• [Exercise goal]: Extract exactly the range of lines bounded by the line containing "Objective — one dot per instance of the low hedge." and the final line of the listing, both ends included, and no other lines.
** Begin **
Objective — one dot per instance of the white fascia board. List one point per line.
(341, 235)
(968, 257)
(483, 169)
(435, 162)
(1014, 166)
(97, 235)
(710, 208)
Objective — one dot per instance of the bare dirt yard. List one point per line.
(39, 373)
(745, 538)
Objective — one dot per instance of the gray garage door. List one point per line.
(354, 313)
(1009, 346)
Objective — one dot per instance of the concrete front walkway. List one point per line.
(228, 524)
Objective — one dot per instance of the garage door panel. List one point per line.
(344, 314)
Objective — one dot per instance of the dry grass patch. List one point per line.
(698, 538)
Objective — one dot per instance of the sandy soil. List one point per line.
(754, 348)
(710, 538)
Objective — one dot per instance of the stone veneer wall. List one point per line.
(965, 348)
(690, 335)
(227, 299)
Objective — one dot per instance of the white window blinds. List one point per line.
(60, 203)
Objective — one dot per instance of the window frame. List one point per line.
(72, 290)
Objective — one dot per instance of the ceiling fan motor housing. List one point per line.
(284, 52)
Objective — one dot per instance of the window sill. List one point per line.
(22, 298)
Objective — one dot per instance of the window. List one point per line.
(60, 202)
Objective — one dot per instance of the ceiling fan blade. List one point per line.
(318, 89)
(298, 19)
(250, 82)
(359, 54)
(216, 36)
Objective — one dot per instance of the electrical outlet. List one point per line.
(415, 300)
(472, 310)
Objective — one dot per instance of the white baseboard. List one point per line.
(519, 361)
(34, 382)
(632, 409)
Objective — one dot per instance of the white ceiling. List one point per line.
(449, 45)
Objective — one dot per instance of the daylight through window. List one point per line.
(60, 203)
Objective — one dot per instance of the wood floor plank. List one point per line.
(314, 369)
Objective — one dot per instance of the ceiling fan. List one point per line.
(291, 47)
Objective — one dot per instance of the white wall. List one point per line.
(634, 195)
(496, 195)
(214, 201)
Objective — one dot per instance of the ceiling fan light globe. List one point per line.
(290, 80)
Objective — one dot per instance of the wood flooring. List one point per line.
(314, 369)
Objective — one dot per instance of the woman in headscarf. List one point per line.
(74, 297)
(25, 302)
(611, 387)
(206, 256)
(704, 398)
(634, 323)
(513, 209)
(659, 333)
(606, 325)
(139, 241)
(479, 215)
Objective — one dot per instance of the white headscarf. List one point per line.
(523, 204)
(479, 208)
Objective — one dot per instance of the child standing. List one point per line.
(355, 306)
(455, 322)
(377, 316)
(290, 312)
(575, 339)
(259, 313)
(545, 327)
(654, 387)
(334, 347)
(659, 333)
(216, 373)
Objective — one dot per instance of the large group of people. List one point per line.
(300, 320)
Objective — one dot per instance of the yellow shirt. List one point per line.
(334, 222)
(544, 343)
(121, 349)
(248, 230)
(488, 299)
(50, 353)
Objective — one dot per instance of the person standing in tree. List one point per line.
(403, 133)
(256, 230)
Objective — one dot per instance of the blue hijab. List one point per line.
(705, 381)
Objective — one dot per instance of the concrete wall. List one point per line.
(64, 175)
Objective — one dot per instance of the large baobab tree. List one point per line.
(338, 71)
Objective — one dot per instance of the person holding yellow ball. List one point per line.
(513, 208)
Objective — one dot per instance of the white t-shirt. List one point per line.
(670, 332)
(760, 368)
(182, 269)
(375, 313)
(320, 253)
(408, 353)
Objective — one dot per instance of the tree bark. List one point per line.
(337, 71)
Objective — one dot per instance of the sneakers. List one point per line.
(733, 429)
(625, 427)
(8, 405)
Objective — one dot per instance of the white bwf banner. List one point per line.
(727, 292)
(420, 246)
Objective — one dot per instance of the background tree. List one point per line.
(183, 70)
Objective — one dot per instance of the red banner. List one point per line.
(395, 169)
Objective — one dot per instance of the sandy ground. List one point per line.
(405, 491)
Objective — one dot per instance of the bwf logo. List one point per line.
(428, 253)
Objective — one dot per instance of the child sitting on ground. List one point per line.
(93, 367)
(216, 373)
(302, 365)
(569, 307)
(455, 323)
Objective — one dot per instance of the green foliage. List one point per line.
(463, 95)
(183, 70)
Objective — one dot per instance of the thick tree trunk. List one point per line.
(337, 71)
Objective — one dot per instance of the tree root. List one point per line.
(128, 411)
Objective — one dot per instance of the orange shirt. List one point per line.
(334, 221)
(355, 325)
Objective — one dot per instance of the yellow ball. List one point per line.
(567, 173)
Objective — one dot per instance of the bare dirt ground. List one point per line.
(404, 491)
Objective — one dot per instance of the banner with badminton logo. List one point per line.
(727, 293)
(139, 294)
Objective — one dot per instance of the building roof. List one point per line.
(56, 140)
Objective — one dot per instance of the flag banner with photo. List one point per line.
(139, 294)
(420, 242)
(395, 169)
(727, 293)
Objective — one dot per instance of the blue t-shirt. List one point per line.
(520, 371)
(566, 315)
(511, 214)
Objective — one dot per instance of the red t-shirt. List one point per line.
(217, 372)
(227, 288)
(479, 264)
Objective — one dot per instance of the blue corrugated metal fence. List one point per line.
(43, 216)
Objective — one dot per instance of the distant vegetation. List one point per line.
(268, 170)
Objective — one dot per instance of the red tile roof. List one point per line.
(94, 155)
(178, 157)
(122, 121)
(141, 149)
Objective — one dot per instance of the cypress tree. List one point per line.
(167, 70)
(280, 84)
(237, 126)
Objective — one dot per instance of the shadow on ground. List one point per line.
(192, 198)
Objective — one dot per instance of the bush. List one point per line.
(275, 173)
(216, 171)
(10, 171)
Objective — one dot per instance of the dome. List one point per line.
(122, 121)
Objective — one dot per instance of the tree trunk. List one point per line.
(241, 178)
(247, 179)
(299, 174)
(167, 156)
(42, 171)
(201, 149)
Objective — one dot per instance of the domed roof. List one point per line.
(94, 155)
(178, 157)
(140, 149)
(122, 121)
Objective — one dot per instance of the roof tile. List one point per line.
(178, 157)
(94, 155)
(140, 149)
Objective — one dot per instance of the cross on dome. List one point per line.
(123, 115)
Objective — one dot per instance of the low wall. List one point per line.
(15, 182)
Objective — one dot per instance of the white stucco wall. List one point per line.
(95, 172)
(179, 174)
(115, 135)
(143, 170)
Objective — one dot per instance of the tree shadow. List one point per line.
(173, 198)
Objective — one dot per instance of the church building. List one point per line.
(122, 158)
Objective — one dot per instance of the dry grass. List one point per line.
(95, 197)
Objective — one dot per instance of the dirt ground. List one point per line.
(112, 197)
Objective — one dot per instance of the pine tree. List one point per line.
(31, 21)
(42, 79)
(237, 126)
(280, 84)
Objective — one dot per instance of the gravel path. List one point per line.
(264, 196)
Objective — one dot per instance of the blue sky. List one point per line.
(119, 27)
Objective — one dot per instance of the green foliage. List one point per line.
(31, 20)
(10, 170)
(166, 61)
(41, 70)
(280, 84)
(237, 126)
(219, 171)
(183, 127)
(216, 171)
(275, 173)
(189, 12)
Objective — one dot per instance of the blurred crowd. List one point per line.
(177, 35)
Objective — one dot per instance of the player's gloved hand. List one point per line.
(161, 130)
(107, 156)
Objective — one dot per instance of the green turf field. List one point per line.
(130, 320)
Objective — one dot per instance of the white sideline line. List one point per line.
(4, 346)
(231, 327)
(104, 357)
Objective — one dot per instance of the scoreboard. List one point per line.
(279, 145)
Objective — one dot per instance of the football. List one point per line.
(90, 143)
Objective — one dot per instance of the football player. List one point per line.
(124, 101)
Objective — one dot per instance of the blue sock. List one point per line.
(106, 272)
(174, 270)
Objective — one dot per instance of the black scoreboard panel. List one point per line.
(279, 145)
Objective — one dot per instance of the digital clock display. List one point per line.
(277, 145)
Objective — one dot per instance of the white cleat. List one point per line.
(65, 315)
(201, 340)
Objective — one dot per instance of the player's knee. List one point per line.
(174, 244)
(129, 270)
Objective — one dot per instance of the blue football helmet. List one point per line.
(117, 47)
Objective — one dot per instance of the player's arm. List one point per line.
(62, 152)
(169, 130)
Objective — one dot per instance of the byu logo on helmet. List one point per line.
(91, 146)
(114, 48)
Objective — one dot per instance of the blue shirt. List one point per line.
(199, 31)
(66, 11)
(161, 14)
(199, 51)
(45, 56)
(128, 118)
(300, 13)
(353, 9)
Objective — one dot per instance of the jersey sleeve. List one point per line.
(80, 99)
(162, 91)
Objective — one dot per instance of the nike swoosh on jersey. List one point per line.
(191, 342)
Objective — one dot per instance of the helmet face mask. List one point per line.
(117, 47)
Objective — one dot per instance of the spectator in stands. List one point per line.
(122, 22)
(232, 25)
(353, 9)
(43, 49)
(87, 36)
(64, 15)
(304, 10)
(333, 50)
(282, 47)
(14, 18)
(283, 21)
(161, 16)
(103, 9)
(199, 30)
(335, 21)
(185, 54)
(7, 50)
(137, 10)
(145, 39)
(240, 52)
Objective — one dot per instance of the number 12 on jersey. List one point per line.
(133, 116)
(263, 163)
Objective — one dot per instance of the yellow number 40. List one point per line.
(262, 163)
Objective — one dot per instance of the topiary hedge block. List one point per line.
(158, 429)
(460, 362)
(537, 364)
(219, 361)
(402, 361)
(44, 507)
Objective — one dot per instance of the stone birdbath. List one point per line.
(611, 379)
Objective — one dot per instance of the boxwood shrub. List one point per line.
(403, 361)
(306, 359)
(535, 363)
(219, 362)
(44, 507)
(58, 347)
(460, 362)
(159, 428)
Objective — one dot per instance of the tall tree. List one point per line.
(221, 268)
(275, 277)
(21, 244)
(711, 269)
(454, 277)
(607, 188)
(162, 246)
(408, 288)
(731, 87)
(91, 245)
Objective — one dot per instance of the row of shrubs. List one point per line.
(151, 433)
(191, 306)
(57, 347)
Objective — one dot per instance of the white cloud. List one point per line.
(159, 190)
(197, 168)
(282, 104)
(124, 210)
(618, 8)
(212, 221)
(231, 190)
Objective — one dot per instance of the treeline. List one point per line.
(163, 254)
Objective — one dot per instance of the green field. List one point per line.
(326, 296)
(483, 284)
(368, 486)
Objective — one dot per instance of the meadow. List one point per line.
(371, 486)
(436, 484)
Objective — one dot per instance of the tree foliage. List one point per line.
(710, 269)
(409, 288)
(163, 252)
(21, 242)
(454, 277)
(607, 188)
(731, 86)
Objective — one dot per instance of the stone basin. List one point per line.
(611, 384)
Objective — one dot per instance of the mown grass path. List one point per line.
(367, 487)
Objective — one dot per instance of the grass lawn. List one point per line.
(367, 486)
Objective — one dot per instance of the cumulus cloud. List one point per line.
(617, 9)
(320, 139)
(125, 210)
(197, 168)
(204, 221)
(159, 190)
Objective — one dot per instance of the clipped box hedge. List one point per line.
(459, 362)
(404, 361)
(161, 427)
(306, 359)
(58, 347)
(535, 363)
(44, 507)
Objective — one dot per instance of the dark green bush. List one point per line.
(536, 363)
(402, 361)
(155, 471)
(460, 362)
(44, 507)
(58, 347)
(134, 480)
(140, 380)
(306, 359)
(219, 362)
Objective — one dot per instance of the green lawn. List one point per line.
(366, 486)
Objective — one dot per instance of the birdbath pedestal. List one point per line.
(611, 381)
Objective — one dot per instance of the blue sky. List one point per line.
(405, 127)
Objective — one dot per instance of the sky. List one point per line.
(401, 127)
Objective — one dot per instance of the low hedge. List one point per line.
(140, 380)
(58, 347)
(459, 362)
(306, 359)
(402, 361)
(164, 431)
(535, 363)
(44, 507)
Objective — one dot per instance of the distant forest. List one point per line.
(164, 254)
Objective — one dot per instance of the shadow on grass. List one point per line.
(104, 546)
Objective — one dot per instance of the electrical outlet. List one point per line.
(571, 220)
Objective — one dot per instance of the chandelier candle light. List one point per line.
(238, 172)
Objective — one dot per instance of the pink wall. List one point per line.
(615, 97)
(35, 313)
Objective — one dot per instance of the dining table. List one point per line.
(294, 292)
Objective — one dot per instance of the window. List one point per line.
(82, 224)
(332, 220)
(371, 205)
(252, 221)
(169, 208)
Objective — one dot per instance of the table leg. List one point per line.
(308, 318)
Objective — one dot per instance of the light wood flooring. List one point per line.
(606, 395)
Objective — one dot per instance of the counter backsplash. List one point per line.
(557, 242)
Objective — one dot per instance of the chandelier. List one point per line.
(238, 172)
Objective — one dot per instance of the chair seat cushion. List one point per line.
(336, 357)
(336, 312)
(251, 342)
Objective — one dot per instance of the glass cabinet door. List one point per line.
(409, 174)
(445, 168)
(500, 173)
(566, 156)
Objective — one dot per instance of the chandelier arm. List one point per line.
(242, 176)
** End **
• [Task solution]:
Objective — one dot per instance of the low hedge. List one point per line.
(140, 380)
(58, 347)
(459, 362)
(306, 359)
(402, 361)
(164, 431)
(535, 363)
(44, 507)
Objective — one dot per instance of the distant forest. List one point per line.
(164, 254)
Objective — one dot per instance of the shadow on grass. List one point per line.
(104, 546)
Objective — one dot per instance of the electrical outlet. List one point per line.
(571, 220)
Objective — one dot per instance of the chandelier candle light. List one point per line.
(238, 172)
Objective — one dot per instance of the pink wall. List one point per line.
(615, 97)
(35, 313)
Objective — one dot per instance of the dining table. List one point per line.
(294, 292)
Objective — one dot per instance of the window. List one point per line.
(82, 224)
(332, 220)
(371, 205)
(252, 221)
(169, 208)
Objective — one dot per instance of the table leg. List one point per line.
(308, 318)
Objective — one dot per instance of the light wood flooring. List one point per line.
(606, 395)
Objective — one dot per instance of the counter backsplash. List one point per line.
(557, 242)
Objective — one dot per instance of the chandelier. List one point per line.
(238, 172)
Objective — one dot per instance of the chair seat cushion. List one point per line.
(336, 357)
(336, 312)
(251, 342)
Objective — one dot per instance of the glass cabinet door. List one point per line.
(409, 174)
(445, 168)
(500, 173)
(566, 156)
Objective — one dot per instance of the chandelier arm. List one point per line.
(242, 176)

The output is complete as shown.